■ PAGE TEXT:
Caribtow Corp. v. Occupational Safety & Health R. Com'n, No. 73-1285.

Decision Date18 March 1974
Docket NumberNo. 73-1285.
Citation493 F.2d 1064
PartiesCARIBTOW CORPORATION, Petitioner, v. OCCUPATIONAL SAFETY AND HEALTH REVIEW COMMISSION, Respondent.
CourtU.S. Court of Appeals — First Circuit

Edelmiro Salas Garcia, Guaynabo, P. R., for petitioner.

Morton Hollander, Atty., Dept. of Justice, with whom Irving Jaffe, Acting Asst. Atty. Gen., Stephen F. Eilperin, and Jean A. Staudt, Attys., Dept. of Justice, were on brief, for respondents.

Before COFFIN, Chief Judge, McENTEE and CAMPBELL, Circuit Judges.

COFFIN, Chief Judge.

An employee of Caribtow, a Puerto Rican corporation, was killed while engaged in trying to move a crawler crane from a barge to a dock in Santurce, Puerto Rico. After investigation, the Secretary of Labor, acting pursuant to the Occupational Safety and Health Act of 1970, 29 U.S.C. §§ 651-678 (the Act), issued a citation and notice of a proposed fine of $700 to the corporation for a serious violation of its duty to furnish its employees with a safe place to work, in failing to provide a ramp or other safe method for moving the crane from barge to dock. 29 U.S.C. § 654(a)(1).1 Caribtow, denying Congressional power to legislate concerning occupational safety in Puerto Rico, refused to post a statutory notice, 29 U.S.C. § 658(b), informing its employees of the citation, and of their right to participate as parties. The Administrative Law Judge, holding that Caribtow had by such breach forfeited its status as a party, dismissed its Notice of Contest and affirmed the citation and proposed penalty. The Occupational Safety and Health Review Commission affirmed and this petition for review followed.

The sole defense of Caribtow is that the Act cannot apply to Puerto Rico. The argument is not that the Act in terms does not apply, for the legislation could not be more specific: in its purpose — "to assure so far as possible every working man and woman in the Nation safe and healthful working conditions and to preserve our human resources", 29 U.S.C. § 651(b); in its geographical coverage — "This Act shall apply to employment ... in ... the Commonwealth of Puerto Rico"; and in the functional coverage of "commerce" as being commerce "among the several states", 29 U.S.C. § 652(3), Puerto Rico being specifically included for purposes of the statute as a "state", 29 U.S.C. § 652(7). Nor is there any suggestion that the Secretary of Labor or the Commission failed to follow properly the procedures and standards of the Act. The argument is simply that, subsequent to the advent of Commonwealth status, Congress lacks power unilaterally to make new statutes applicable to Puerto Rico.

■ TASK GOAL: According to the court opinion, how much was the proposed fine the Secretary of Labor issued to Caribtow?

(Shape annotation rows)
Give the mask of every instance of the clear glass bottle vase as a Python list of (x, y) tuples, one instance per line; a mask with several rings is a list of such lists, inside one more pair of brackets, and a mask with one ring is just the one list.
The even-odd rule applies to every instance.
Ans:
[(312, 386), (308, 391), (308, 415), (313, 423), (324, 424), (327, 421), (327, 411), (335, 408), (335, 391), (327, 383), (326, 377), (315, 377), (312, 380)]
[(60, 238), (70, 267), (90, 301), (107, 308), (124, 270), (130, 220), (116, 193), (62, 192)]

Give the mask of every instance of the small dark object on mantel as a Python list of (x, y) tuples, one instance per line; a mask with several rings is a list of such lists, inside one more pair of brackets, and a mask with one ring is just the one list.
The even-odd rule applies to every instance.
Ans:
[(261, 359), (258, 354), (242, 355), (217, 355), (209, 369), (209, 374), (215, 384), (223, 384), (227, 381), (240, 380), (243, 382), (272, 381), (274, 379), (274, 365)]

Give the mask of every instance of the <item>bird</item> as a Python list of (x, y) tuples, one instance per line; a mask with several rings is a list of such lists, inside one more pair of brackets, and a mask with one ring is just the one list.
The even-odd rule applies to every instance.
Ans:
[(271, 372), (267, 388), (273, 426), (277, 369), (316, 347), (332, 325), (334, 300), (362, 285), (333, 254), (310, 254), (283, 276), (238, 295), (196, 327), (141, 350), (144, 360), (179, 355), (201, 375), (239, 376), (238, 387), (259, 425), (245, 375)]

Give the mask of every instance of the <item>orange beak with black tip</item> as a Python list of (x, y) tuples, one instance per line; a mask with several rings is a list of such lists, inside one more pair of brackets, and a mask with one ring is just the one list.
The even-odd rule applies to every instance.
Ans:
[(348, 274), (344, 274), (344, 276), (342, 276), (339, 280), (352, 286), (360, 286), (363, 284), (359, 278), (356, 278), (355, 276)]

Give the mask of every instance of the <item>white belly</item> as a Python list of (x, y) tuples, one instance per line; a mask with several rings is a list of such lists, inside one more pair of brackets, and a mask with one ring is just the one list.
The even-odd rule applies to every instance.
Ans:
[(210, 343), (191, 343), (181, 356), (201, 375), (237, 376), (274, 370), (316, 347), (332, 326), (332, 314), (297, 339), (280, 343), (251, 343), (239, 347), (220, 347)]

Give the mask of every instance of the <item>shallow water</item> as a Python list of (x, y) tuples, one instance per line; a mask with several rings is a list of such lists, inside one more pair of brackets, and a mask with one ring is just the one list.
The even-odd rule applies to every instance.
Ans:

■ WRITTEN ANSWER: $700